====== Dataset records

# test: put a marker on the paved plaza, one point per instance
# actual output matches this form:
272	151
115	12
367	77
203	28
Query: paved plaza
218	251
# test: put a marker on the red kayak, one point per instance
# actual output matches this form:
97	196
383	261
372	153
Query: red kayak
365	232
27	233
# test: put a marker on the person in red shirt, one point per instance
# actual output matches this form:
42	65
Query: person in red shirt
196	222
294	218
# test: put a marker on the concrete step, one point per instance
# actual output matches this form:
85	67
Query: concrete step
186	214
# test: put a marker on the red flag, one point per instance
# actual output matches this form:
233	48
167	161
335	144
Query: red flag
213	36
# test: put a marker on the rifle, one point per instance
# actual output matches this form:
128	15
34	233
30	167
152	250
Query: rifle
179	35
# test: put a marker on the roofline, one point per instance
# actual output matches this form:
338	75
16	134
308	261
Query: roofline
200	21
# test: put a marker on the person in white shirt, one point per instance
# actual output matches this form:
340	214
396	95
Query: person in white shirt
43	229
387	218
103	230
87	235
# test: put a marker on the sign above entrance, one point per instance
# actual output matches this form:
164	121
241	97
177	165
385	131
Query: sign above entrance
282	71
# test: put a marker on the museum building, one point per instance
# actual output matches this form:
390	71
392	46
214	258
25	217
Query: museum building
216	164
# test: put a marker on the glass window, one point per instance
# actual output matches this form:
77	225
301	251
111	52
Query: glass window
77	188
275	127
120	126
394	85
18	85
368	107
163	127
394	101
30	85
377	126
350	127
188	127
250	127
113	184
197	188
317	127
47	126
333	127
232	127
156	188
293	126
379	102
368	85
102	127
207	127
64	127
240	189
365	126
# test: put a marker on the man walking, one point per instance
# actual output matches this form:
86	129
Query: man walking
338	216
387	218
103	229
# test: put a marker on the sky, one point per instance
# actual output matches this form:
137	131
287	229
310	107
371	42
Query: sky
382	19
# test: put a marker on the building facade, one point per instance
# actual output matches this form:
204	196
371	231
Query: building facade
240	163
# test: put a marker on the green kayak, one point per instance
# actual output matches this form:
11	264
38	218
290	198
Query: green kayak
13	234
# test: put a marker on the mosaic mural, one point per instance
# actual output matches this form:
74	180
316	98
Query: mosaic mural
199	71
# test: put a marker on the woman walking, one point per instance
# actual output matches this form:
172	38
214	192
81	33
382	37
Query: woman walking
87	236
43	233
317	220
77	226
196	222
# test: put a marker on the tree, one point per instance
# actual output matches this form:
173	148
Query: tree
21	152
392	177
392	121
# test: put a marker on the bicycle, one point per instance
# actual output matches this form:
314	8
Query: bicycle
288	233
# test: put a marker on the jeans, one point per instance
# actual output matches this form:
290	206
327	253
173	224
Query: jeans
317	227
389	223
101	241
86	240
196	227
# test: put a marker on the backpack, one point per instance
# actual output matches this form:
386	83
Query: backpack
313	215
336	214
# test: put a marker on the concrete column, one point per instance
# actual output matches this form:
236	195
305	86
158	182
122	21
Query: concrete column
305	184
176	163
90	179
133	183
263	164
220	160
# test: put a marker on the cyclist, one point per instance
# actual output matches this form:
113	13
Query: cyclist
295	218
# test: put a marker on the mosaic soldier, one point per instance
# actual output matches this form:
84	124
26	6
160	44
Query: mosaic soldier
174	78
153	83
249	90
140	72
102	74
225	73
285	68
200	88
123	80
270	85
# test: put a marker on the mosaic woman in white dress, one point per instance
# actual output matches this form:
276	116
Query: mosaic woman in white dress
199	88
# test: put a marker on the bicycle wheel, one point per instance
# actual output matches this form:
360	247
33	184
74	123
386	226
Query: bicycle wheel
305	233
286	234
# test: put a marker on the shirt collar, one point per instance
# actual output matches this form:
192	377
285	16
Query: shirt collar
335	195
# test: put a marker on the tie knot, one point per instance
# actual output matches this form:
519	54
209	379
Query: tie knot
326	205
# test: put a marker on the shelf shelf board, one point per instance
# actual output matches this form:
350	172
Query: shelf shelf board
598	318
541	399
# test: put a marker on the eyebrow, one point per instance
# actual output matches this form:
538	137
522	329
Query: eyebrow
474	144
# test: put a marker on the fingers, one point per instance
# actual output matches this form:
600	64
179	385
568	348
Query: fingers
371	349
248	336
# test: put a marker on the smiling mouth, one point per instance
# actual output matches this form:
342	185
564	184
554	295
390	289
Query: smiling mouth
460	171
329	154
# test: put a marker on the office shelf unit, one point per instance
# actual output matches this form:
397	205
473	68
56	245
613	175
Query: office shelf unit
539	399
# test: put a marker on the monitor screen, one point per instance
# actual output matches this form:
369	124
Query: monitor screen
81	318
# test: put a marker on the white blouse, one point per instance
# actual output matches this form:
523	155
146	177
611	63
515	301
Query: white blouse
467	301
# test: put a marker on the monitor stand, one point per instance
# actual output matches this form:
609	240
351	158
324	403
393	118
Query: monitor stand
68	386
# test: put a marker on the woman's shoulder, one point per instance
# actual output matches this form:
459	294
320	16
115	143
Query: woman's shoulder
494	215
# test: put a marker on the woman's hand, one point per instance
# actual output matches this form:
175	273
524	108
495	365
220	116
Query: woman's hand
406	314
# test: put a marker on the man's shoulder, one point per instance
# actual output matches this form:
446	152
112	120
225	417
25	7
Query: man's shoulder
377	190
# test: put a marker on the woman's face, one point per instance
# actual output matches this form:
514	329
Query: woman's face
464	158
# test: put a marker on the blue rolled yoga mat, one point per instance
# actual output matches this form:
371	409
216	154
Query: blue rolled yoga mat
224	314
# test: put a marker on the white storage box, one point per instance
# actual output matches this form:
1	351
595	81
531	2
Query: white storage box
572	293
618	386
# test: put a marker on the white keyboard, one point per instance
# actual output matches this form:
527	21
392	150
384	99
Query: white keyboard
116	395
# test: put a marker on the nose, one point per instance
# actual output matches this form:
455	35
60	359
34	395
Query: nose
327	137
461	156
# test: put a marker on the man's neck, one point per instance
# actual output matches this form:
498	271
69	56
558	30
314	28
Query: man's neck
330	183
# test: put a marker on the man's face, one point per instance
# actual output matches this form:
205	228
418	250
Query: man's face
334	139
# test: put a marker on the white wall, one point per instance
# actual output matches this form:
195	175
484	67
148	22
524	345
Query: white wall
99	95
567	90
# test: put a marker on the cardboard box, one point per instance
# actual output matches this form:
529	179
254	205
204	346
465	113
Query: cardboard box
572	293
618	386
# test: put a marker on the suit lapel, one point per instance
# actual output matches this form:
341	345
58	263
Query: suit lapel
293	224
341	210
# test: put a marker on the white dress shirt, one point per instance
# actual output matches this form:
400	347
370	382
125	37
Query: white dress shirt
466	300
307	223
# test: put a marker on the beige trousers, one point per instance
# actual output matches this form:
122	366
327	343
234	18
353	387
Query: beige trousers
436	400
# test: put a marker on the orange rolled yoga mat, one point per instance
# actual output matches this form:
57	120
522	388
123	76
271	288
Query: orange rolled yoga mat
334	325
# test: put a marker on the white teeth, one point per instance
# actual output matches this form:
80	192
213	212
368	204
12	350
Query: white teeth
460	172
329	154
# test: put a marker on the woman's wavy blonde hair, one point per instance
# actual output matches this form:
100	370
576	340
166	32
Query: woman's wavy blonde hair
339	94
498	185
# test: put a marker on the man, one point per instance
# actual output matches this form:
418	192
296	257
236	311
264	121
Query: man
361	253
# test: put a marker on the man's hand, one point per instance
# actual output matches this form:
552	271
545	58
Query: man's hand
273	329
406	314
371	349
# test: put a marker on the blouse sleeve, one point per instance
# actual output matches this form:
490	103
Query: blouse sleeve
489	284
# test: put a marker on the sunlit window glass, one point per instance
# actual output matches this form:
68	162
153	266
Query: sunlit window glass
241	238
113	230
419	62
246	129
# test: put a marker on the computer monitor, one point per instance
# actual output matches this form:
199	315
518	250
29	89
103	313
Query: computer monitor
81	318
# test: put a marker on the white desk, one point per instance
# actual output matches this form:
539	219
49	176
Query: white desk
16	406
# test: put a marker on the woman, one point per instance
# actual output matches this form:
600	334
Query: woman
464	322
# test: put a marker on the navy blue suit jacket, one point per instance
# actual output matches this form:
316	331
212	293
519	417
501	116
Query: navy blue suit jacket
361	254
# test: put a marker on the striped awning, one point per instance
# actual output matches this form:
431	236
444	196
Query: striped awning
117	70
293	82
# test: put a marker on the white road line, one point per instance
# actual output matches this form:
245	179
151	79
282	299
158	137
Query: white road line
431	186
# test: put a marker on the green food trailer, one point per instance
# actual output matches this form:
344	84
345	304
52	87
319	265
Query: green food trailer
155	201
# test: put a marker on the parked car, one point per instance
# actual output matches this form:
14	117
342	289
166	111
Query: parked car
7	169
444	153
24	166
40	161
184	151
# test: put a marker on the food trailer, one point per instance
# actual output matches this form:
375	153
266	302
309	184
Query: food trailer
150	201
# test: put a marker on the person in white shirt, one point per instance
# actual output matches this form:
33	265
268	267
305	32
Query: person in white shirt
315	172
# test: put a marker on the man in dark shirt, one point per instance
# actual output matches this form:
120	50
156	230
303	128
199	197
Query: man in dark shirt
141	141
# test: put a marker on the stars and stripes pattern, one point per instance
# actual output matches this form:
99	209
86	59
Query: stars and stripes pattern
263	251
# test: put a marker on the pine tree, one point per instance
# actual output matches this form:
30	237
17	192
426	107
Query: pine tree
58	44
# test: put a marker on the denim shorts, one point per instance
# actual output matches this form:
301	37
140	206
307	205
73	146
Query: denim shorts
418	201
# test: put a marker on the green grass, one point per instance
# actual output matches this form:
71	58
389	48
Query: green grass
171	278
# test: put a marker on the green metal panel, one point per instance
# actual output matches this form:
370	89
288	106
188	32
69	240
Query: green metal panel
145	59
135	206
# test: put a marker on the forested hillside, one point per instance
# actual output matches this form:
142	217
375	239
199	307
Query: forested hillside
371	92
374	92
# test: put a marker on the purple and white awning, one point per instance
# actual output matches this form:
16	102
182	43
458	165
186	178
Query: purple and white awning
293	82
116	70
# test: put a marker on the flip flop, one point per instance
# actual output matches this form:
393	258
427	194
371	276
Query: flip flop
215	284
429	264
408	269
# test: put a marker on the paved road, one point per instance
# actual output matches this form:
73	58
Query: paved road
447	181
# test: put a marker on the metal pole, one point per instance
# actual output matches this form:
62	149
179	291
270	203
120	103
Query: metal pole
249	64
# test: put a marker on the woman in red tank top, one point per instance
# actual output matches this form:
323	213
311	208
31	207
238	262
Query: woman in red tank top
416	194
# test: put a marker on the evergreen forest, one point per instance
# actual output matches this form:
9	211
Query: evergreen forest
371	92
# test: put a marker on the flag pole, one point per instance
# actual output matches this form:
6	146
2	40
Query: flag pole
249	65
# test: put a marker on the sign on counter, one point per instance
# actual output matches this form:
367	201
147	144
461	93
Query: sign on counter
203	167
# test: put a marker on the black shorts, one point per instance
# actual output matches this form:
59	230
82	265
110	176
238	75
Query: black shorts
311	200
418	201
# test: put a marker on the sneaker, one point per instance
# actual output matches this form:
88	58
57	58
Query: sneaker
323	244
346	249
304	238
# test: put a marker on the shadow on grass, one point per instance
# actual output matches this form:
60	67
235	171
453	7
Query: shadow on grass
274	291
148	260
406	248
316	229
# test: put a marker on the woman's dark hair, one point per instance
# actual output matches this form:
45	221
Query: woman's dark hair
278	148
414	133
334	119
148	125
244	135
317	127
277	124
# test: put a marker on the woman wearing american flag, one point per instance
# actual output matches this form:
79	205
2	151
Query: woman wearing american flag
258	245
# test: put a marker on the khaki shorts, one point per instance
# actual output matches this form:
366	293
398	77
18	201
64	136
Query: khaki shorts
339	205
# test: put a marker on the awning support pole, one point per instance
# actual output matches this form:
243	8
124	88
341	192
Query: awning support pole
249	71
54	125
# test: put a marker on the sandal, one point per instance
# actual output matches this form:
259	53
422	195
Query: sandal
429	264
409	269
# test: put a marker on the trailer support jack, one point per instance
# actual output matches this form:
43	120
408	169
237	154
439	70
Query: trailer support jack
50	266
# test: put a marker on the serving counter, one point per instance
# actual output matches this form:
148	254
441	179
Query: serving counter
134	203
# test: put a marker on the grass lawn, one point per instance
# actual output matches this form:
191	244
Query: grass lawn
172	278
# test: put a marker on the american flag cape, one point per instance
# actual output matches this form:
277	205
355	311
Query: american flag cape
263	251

============

With both ends included, please retype exactly the lines from the line containing "# test: put a marker on the trailer" to the final line of the data.

# test: put a marker on the trailer support jack, one point per instance
# actual output matches this form:
43	120
408	169
237	154
439	70
Query: trailer support jack
50	266
# test: put a marker on the serving counter, one point per instance
# actual output matches this form:
148	254
441	179
Query: serving counter
134	203
# test: put a marker on the grass lawn, one point per instance
# actual output matches this form:
191	244
Query: grass lawn
172	278
# test: put a marker on the american flag cape, one point per instance
# actual output matches this form:
277	205
355	311
Query: american flag cape
263	251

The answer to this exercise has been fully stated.